• [TASK DIRECTIONS]: Below are entries. Copy exactly the lines running from the line that holds "box: [378, 119, 477, 169]" to the line that holds "positive clicks: (371, 340)", with both ends included.

• [Data items]:
+-------+
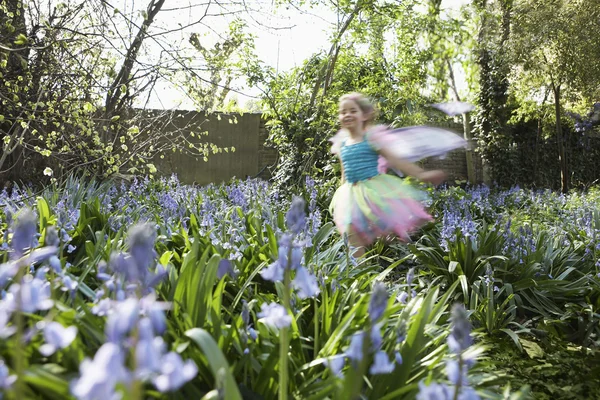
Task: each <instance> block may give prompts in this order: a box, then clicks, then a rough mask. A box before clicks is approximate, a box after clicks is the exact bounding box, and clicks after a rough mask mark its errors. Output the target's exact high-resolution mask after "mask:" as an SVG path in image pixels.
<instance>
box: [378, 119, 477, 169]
mask: <svg viewBox="0 0 600 400" xmlns="http://www.w3.org/2000/svg"><path fill="white" fill-rule="evenodd" d="M369 140H370V141H371V143H372V145H373V147H374V148H375V149H381V148H384V147H385V148H386V150H388V151H390V152H391V153H392V154H393V155H394V157H397V158H401V159H403V160H406V161H409V162H416V161H419V160H422V159H424V158H429V157H439V158H444V157H445V156H446V154H448V153H449V152H451V151H452V150H456V149H458V148H461V147H463V148H466V147H467V145H468V143H467V141H466V140H465V139H463V138H462V137H460V136H458V135H457V134H456V133H454V132H452V131H449V130H446V129H442V128H435V127H431V126H411V127H405V128H398V129H391V130H386V131H376V132H373V133H372V134H371V135H370V136H369ZM388 168H389V166H388V162H387V160H386V159H385V158H383V157H380V160H379V172H380V173H385V172H386V171H387V170H388ZM395 172H396V173H397V174H399V175H400V176H402V173H401V172H399V171H395Z"/></svg>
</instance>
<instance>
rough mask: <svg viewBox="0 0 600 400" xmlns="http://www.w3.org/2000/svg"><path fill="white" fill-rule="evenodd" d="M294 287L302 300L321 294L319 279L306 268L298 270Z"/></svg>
mask: <svg viewBox="0 0 600 400" xmlns="http://www.w3.org/2000/svg"><path fill="white" fill-rule="evenodd" d="M292 286H293V287H294V289H296V293H297V295H298V297H299V298H301V299H306V298H308V297H314V296H316V295H317V294H319V292H320V289H319V285H318V284H317V278H316V277H315V276H314V275H313V274H311V273H310V272H308V270H307V269H306V268H304V267H300V268H298V269H297V270H296V277H295V278H294V281H293V282H292Z"/></svg>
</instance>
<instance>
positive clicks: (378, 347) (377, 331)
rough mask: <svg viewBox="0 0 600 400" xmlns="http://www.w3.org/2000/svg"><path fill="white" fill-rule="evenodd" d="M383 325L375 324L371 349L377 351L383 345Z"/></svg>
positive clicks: (371, 340)
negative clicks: (381, 328) (382, 328)
mask: <svg viewBox="0 0 600 400" xmlns="http://www.w3.org/2000/svg"><path fill="white" fill-rule="evenodd" d="M382 326H383V323H379V324H375V325H373V327H372V328H371V349H372V350H374V351H376V350H378V349H379V348H380V347H381V345H382V344H383V338H382V337H381V327H382Z"/></svg>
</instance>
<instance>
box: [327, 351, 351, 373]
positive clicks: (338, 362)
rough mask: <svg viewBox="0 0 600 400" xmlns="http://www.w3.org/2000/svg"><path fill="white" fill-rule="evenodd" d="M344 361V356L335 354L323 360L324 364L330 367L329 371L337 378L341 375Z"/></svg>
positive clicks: (344, 360)
mask: <svg viewBox="0 0 600 400" xmlns="http://www.w3.org/2000/svg"><path fill="white" fill-rule="evenodd" d="M345 362H346V358H345V357H344V355H337V356H333V357H329V358H328V359H327V360H325V366H327V367H329V369H331V372H333V374H334V375H335V376H337V377H338V378H341V377H342V369H343V368H344V364H345Z"/></svg>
+-------+
• [FINISHED EXERCISE]:
box: [378, 119, 477, 169]
mask: <svg viewBox="0 0 600 400" xmlns="http://www.w3.org/2000/svg"><path fill="white" fill-rule="evenodd" d="M369 140H370V141H371V143H372V145H373V147H374V148H375V149H381V148H384V147H385V148H386V150H388V151H390V152H391V153H392V154H393V155H394V157H397V158H401V159H403V160H406V161H409V162H416V161H419V160H422V159H424V158H429V157H439V158H444V157H445V156H446V154H448V153H449V152H451V151H452V150H456V149H458V148H461V147H463V148H466V147H467V145H468V143H467V141H466V140H465V139H463V138H462V137H460V136H458V135H457V134H456V133H454V132H452V131H449V130H446V129H442V128H435V127H431V126H411V127H405V128H398V129H391V130H386V131H376V132H373V133H372V134H371V135H370V136H369ZM388 168H389V166H388V162H387V160H386V159H385V158H383V157H380V160H379V172H380V173H385V172H386V171H387V170H388ZM395 172H396V173H397V174H399V175H400V176H402V173H401V172H399V171H395Z"/></svg>
</instance>
<instance>
rough mask: <svg viewBox="0 0 600 400" xmlns="http://www.w3.org/2000/svg"><path fill="white" fill-rule="evenodd" d="M294 287L302 300L321 294L319 279L306 268L298 270Z"/></svg>
mask: <svg viewBox="0 0 600 400" xmlns="http://www.w3.org/2000/svg"><path fill="white" fill-rule="evenodd" d="M292 286H293V287H294V289H296V293H297V295H298V297H299V298H301V299H306V298H308V297H314V296H316V295H317V294H319V292H320V289H319V285H318V284H317V278H316V277H315V276H314V275H313V274H311V273H310V272H308V270H307V269H306V268H304V267H300V268H298V269H297V270H296V277H295V278H294V281H293V282H292Z"/></svg>
</instance>
<instance>
positive clicks: (378, 347) (377, 331)
rough mask: <svg viewBox="0 0 600 400" xmlns="http://www.w3.org/2000/svg"><path fill="white" fill-rule="evenodd" d="M383 325L375 324L371 349L377 351L383 345Z"/></svg>
positive clicks: (371, 340)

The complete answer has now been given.